**CHECK YOUR UNDERSTANDING:**
A) Answer these questions from the review of Aransas, one line each:
(i) For how much of the reviewer's life did the reviewer live in Corpus Christi?
(ii) Which place does the review say Harrigan refers to without naming it?
(iii) Which press published Aransas?
B) Sum up the review of Aransas in two sentences.
C) Carry the review of Aransas forward from its last sentence.

**TEXT:**
MEMBERS REVIEW

ARANSAS
by Stephen Harrigan
UT Press
Aransas SH
Reviewed by Mary Bryan Stafford.
Stephen Harrigan’s Aransas spoke to me personally. I lived in Corpus Christi for half my life, and Aransas let me go back to spend a little time in reverie. It seemed Harrigan and I shared the same memories.
The setting lived and breathed through the novel. Harrigan brings the Aransas area to our senses in its languid and oppressive atmosphere. “And the day was similar––the perfectly calm sheet of water, the early morning air that seemed to rest like a heavy gas in my lungs, the overwhelming corrosive scent of dead fish and salt.”
I loved the references to The Tarpon Inn, Lichtenstein’s, The Petroleum Club, Spohn Hospital (although he doesn’t name it) and all the old haunts of Corpus Christi and Port Aransas. But even to those of you who have never been to the coast, you will be transported.

**RECORDS PROVIDED:**
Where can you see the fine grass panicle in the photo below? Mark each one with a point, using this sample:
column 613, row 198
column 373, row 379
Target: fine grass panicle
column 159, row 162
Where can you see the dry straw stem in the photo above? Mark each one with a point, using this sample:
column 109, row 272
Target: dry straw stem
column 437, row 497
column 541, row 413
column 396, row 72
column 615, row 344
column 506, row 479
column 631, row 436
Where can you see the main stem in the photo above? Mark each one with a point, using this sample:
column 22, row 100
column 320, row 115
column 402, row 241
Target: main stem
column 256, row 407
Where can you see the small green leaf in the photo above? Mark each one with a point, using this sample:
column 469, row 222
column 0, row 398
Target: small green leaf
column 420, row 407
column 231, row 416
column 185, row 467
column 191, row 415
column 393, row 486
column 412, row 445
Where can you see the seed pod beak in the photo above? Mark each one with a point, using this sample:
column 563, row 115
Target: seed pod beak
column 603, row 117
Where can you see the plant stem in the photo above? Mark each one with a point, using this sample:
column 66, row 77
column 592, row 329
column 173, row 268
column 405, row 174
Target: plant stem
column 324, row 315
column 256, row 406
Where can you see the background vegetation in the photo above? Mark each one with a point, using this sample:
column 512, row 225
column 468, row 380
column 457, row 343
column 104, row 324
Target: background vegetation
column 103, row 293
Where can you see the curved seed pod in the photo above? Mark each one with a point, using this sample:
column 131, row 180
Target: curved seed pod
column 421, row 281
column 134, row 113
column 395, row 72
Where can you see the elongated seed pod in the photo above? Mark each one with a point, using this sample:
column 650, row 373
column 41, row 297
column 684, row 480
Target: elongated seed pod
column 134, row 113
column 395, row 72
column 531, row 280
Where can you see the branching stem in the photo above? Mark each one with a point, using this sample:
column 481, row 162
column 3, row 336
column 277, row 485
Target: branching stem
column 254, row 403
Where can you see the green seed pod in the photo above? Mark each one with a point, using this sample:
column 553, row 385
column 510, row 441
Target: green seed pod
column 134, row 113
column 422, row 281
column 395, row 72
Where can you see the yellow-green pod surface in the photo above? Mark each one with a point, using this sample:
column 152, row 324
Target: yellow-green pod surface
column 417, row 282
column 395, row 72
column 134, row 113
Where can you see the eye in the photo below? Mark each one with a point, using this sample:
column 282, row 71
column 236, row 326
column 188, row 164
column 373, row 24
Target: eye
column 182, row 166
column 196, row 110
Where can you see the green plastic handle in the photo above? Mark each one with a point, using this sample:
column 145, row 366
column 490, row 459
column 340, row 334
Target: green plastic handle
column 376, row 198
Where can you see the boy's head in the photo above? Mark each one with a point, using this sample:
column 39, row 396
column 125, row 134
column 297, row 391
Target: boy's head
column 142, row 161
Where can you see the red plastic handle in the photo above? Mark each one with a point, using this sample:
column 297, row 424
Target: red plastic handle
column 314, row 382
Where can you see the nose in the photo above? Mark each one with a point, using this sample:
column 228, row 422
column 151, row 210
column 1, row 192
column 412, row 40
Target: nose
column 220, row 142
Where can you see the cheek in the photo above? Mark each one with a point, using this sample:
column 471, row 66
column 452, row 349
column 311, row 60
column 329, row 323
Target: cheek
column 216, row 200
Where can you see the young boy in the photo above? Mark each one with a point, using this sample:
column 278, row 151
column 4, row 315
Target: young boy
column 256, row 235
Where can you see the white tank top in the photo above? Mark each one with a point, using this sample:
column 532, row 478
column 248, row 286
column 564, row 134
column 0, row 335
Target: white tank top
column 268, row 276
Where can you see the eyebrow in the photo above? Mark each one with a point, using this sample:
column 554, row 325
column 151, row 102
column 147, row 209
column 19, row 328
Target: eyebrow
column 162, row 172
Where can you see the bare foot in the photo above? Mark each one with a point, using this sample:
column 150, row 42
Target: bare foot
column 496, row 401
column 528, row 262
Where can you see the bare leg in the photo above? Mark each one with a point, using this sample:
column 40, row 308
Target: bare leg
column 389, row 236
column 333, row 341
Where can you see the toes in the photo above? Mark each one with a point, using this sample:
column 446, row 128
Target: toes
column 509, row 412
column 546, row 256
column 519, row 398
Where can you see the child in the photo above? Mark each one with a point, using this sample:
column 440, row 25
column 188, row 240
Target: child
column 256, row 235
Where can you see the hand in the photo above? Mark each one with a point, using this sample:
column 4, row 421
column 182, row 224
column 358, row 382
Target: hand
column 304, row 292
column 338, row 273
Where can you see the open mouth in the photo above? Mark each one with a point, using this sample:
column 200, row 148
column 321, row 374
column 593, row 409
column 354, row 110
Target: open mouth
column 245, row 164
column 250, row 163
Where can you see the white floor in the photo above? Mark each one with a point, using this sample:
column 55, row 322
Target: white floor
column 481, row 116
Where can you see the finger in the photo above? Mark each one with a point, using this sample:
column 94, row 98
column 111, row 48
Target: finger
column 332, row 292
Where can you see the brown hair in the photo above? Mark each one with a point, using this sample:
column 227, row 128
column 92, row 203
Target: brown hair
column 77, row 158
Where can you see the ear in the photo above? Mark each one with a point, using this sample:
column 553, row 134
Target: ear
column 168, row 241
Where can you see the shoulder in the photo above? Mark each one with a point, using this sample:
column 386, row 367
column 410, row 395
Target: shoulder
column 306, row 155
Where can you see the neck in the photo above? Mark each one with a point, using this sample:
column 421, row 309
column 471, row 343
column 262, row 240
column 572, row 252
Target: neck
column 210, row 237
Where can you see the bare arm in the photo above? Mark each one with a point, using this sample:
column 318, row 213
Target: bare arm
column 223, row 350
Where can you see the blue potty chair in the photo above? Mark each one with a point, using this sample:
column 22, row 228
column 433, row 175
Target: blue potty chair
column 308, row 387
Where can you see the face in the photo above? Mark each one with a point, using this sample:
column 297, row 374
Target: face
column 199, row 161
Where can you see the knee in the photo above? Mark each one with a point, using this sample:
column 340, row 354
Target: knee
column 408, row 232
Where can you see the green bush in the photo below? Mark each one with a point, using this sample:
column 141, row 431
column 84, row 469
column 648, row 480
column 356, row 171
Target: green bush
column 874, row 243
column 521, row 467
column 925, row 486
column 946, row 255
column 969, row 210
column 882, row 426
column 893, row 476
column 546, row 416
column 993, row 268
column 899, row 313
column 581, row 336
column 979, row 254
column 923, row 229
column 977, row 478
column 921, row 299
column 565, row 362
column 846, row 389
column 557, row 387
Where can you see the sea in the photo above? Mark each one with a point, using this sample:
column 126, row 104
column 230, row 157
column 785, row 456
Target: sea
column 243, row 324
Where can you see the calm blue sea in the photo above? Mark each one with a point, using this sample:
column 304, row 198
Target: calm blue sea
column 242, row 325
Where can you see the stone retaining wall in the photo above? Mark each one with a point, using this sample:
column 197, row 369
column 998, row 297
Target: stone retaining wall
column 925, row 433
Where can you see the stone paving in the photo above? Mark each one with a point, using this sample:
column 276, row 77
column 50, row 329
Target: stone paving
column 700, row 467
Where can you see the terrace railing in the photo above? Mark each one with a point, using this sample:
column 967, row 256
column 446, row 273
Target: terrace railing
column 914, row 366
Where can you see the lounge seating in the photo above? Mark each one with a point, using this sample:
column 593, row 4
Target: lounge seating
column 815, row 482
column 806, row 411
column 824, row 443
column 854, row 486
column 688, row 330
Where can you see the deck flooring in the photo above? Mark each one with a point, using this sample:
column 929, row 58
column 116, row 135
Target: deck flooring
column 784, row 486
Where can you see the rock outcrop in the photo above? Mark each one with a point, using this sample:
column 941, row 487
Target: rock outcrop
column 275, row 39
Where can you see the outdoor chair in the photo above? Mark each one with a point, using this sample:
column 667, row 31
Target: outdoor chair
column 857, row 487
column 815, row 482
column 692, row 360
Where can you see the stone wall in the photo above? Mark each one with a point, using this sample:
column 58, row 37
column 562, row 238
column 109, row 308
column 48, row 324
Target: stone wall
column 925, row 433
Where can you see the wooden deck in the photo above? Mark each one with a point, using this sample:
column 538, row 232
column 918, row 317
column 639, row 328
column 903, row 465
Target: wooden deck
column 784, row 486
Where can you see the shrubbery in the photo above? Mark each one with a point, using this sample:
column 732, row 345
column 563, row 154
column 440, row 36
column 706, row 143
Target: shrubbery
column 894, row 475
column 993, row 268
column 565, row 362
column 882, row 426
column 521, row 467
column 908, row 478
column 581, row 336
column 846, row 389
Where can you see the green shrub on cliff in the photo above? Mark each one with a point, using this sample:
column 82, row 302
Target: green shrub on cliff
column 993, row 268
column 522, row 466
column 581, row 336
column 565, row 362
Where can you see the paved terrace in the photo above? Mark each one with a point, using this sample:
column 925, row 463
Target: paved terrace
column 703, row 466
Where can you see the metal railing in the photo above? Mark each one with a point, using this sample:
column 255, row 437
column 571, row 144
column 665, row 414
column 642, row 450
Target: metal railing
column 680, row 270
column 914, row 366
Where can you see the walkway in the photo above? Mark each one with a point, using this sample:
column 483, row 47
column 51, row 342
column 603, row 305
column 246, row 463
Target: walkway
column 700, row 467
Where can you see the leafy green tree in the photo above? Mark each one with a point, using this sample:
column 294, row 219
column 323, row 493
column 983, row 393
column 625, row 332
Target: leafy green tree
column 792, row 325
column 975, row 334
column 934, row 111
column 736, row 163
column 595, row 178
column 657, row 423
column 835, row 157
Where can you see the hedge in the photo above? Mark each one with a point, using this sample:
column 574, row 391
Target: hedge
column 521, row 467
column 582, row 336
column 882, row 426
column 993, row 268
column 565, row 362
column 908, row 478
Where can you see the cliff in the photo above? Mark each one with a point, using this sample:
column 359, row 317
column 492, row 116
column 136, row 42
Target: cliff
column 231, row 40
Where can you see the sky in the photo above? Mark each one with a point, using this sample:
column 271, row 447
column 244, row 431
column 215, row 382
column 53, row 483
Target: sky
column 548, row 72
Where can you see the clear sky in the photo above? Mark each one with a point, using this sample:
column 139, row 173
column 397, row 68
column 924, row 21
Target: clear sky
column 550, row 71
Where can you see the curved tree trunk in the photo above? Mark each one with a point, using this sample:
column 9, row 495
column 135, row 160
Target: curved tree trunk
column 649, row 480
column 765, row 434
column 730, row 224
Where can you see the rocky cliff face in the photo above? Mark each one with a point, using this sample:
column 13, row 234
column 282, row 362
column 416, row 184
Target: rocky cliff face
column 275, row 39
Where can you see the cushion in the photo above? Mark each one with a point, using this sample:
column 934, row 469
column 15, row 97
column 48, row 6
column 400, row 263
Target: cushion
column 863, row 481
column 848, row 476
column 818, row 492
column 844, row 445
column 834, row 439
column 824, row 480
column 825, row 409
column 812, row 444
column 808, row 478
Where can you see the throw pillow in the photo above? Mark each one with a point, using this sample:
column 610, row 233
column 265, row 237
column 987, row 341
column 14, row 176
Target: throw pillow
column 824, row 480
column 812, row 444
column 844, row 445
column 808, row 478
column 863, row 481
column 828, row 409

**RESPONSES TO THE TASKS:**
A)
(i) Half of the reviewer's life.
(ii) Spohn Hospital.
(iii) UT Press.

B) Mary Bryan Stafford's review says that Stephen Harrigan's novel Aransas spoke personally to the reviewer, who lived in Corpus Christi for half a lifetime and felt the two shared the same memories. The review praises how the novel brings the languid, oppressive atmosphere of the Aransas area to the senses and mentions old haunts of Corpus Christi and Port Aransas, and it says that even readers who have never been to the coast will be transported.

C)
Of course, I was completely invested in the dolphins, their anima, their empathy and connection with humans, and the lure of that connection that could be their downfall. I fell in love with them all over again. “…if I were standing now on a sand bar starving and naked, what creature might I invoke to help stave off that special loneliness of my race. Surely that, that thing so far out in the water that it showed nothing of itself, except that one fin, but whose benevolence was an innate belief in my savage mind, a constant like the warmth of the sun.”
Harrigan’s main character, Jeff, faces the quandary of wanting to be one with the dolphin, yet free him from the confines and demands of man. It is a dilemma the reader identifies with and struggles along with the decision Jeff has to make.
I’ve always been a great fan of Harrigan, but now I would love to sit and talk with him for hours about what brought him to write this book. I plan to buy my own copy.